[Ziel der Aufgabe]
Beantworte anhand des Forumsauszugs zum Angeln am Plattensee:
(a) Wie weit vom Garten entfernt liegt laut Michael Horn die kleine Schilfkante, an der die Einheimischen letztes Jahr Karpfen fingen?
(b) Welche Wassertiefe wird man laut antonio auf dem See selten überschreiten?
(c) In welchem Zeitraum hat Bellyboatangler dort keinen einzigen Aal gefangen?

[Zitierter Abschnitt]
Aber ich galub nicht, dass man eine Zander am Schilffgürtel fangen kann. Aber aussschließen kann mans natürlich nicht. Ich würde es dann eher im Bootshafen versuchen, wenn es da einen in der Nähe gibt.


----------



## Michael Horn (3. Juli 2007)

*AW: Brauche Tips zum Aal und Zanderangeln am Plattensee*

Wir haben auch ein Boot und können raus fahren, das werde ich bestimmt auch machen. Bin nicht das erste mal dort und habe auch schon Zander gefangen. 

Das man dort Karpfen fangen kann, ist mir auch bekannt. Ca. 200 Meter geradeaus den Garten raus auf dem See ist ne kleine Schilfkante, dort fingen letztes Jahr die Einheimischen jede Menge Karpfen. Zwar keine Riesen, aber gefangen haben sie. 

Meine Frage war, ob es sich lohnt, am Abend beim Grillen von Gaten aus ne Rute an den Schilfgürtel zu legen, da es dort wie bereits erwähnt nur sehr flach ist. 

Gruß Michael


----------



## antonio (3. Juli 2007)

*AW: Brauche Tips zum Aal und Zanderangeln am Plattensee*



Michael Horn schrieb:


> Wir haben auch ein Boot und können raus fahren, das werde ich bestimmt auch machen. Bin nicht das erste mal dort und habe auch schon Zander gefangen.
> 
> Das man dort Karpfen fangen kann, ist mir auch bekannt. Ca. 200 Meter geradeaus den Garten raus auf dem See ist ne kleine Schilfkante, dort fingen letztes Jahr die Einheimischen jede Menge Karpfen. Zwar keine Riesen, aber gefangen haben sie.
> 
> ...



ich hab die erfahrung gemacht, daß die fische abends wenns ruhiger wird auch in ufernähe kommen.
mit dem "flach" brauchst du dir keine sorgen machen, da der ganze balaton flach ist.wenn du ein echolot hast nimms mal spaßenshalber mit aufs boot, du wirst sehen daß du selten über 2-3 m tiefe kommst.

gruß antonio


----------



## Bellyboatangler (3. Juli 2007)

*AW: Brauche Tips zum Aal und Zanderangeln am Plattensee*

Aale wirst dort nicht fangen. Hatte jedenfalls keine in 2 Wochen.
Zander, Hechte und riesen Welse und Doebel wist dort mit Koederfischmontage angeln. Egal ob Du vom Boot oder Ufer angeln gehst. Auto solltest aber sicher parken. Einfache Grundmontage,wenn noetig mit AUFTRIEB.

[Material]
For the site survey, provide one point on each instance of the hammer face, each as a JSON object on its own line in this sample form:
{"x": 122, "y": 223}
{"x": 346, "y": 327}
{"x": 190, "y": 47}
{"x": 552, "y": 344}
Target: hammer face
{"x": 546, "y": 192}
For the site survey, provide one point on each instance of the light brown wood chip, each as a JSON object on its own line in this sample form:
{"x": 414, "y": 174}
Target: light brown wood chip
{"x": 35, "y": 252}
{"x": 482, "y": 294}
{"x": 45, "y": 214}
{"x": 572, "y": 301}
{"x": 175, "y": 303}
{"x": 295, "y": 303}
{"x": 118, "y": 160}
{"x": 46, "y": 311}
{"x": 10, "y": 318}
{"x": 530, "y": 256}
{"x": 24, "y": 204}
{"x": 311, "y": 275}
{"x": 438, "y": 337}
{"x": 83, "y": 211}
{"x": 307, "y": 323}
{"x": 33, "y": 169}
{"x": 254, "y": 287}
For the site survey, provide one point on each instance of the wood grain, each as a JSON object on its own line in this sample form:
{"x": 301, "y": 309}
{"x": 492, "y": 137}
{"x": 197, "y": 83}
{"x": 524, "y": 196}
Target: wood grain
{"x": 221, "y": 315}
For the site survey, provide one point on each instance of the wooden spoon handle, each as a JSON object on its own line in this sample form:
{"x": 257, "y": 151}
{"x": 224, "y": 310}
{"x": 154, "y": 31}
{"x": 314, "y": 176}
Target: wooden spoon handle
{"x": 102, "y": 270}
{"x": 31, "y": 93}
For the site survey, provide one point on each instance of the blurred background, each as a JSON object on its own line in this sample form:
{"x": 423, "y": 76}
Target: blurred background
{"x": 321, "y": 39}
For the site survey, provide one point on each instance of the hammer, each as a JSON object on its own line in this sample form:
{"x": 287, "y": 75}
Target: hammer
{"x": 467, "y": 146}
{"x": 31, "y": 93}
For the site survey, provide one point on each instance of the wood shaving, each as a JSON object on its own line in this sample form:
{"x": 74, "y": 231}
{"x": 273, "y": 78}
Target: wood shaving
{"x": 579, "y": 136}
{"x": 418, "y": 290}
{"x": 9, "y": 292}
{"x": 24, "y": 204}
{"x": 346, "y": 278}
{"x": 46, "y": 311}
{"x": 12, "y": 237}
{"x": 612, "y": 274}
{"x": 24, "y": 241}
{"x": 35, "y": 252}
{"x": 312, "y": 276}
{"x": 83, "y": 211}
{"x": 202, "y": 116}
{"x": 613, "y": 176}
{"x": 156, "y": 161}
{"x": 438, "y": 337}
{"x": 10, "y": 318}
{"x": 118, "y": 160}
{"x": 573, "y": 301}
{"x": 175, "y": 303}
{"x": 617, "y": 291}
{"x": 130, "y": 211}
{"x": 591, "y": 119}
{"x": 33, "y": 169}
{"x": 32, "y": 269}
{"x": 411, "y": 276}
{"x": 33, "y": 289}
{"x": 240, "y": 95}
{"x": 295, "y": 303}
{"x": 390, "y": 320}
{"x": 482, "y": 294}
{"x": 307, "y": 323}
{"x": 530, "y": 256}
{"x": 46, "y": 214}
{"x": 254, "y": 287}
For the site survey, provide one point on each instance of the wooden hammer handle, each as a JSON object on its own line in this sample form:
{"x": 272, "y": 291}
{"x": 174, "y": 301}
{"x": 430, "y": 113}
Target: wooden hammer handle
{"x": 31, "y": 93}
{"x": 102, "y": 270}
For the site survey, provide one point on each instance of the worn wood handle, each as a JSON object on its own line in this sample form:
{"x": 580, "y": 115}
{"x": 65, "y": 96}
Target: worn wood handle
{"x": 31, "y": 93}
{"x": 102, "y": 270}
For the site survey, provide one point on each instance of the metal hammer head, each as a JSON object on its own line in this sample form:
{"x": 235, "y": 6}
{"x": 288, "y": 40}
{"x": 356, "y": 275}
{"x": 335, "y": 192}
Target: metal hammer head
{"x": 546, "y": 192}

[Ergebnis]
(a) Ca. 200 Meter geradeaus vom Garten aus auf dem See.
(b) 2–3 m.
(c) In 2 Wochen.